▶ _Fragmento citado_

----

Comandos de aniquilamiento senderistas ocupan un pueblo y castigan a los
"ricos" (el boticario y el almacenero, por ejemplo) obligando a la
población a lapidarlos hasta la muerte. A la esposa y a los dos hijos
pequeñitos de un "soplón" los exterminan también a pedradas. La jefa
del comando asesino es una estudiante de 17 años. Policías y soldados violan
sistemáticamente a las mujeres de las casas que registran -niñas impúberes,
mujeres adultas, ancianas- y saquean tiendas, chacras y despensas. Cadáveres
decapitados, miembros mutilados aparecen a diario en los basurales. Los alaridos
de los torturados estremecen no sólo las noches, también las mañanas y las
tardes de Ayacucho.
La ciudad vive recorrida por
rumores, amenazas y profecías apocalípticas y en el pánico cerval que es el
aire que todos respiran la credulidad de la gente se traga los embustes y
disparates más extravagantes. La razón desaparece, sepultada por una
irracionalidad primitiva. Porque, aquí, la anormalidad es lo normal, la vida
cotidiana. El diario transmite monótonamente la angustia de los padres al ver
partir a sus hijos a la escuela o a la universidad, pues no saben si volverán a
verlos, ya que podrían ser secuestrados, tal vez por los "terrucos",
tal vez por los propios soldados, y nunca más volverán a saber de ellos. Los
niños y jóvenes desaparecen no por decenas sino por centenares y hasta
millares.

----

▶ _Consigna_
Sustituya "Ayacucho" por "la ciudad" y transcriba todo el fragmento citado desde "Comandos de aniquilamiento" hasta "tardes de Ayacucho.".

----

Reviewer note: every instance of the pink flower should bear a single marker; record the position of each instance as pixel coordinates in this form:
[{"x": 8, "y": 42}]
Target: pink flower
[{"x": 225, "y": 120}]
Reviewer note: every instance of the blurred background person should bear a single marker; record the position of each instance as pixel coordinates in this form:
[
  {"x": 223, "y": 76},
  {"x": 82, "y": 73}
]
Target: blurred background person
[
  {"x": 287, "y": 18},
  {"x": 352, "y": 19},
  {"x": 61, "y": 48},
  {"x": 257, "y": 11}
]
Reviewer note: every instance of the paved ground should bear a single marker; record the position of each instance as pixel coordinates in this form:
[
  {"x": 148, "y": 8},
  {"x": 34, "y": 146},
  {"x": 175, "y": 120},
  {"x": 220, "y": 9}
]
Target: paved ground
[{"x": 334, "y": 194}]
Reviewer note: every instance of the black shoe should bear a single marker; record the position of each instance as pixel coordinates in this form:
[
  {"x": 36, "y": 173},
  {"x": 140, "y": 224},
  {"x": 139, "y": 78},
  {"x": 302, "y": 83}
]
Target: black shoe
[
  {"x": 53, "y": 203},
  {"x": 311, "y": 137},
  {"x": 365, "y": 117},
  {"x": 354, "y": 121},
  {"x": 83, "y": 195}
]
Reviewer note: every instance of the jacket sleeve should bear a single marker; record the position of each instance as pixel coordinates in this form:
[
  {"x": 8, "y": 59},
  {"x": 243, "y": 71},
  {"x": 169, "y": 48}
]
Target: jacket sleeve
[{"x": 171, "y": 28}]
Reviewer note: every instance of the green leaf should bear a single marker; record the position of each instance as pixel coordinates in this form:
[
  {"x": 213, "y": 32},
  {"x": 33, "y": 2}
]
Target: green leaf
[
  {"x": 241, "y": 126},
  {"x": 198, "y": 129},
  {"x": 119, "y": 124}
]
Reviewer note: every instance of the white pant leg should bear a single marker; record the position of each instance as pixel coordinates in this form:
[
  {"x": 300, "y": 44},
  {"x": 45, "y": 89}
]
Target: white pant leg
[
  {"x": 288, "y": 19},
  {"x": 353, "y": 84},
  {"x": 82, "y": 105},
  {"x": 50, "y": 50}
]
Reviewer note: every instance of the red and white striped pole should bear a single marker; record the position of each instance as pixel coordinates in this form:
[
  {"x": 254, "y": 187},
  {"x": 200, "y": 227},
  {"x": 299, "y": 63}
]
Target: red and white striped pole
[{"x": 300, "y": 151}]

----

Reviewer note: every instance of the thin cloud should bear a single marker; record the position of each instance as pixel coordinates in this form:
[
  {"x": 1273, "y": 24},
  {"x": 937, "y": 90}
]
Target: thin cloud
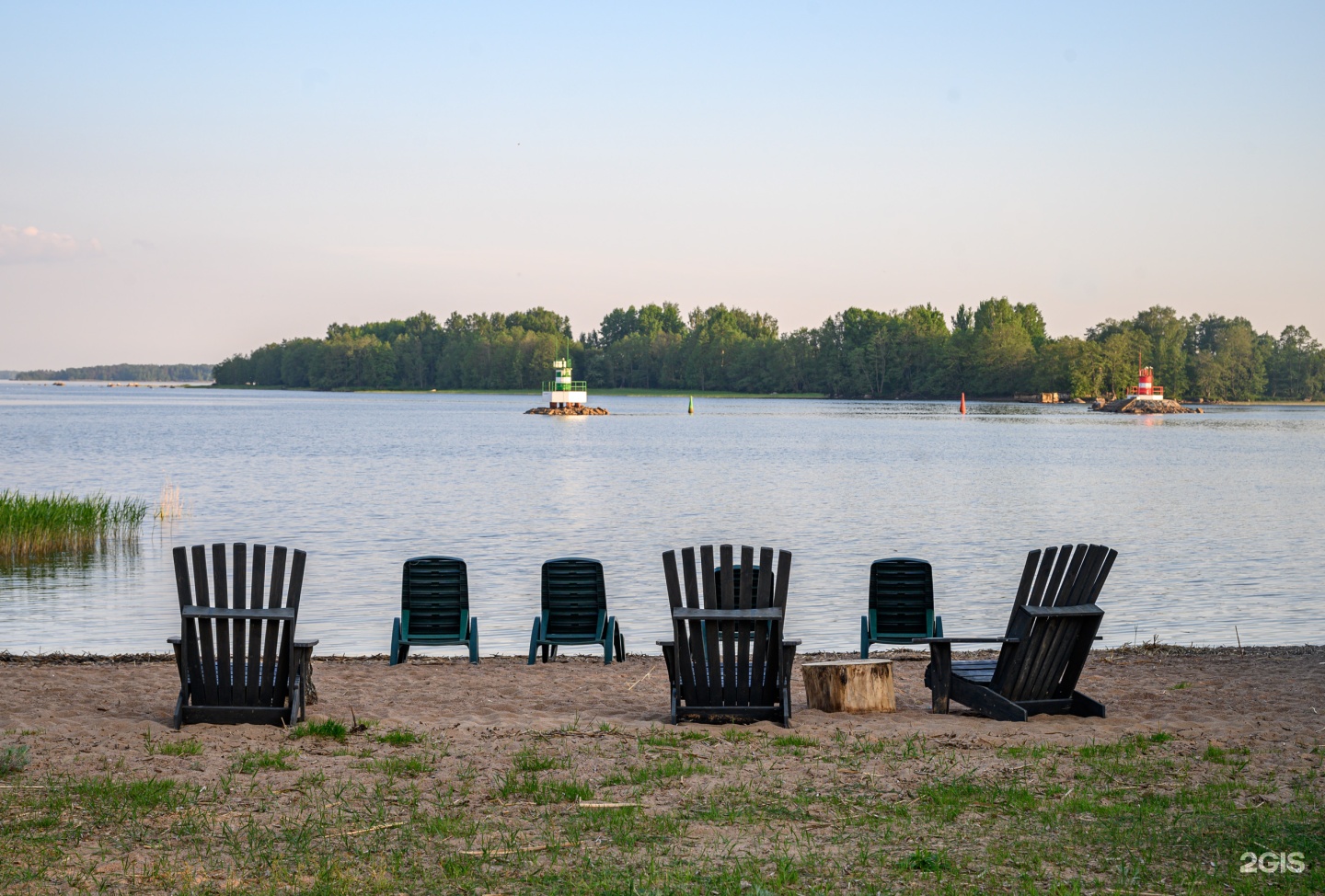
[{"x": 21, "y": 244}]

----

▶ _Ejercicio resuelto_
Comandos de aniquilamiento senderistas ocupan un pueblo y castigan a los
"ricos" (el boticario y el almacenero, por ejemplo) obligando a la
población a lapidarlos hasta la muerte. A la esposa y a los dos hijos
pequeñitos de un "soplón" los exterminan también a pedradas. La jefa
del comando asesino es una estudiante de 17 años. Policías y soldados violan
sistemáticamente a las mujeres de las casas que registran -niñas impúberes,
mujeres adultas, ancianas- y saquean tiendas, chacras y despensas. Cadáveres
decapitados, miembros mutilados aparecen a diario en los basurales. Los alaridos
de los torturados estremecen no sólo las noches, también las mañanas y las
tardes de la ciudad.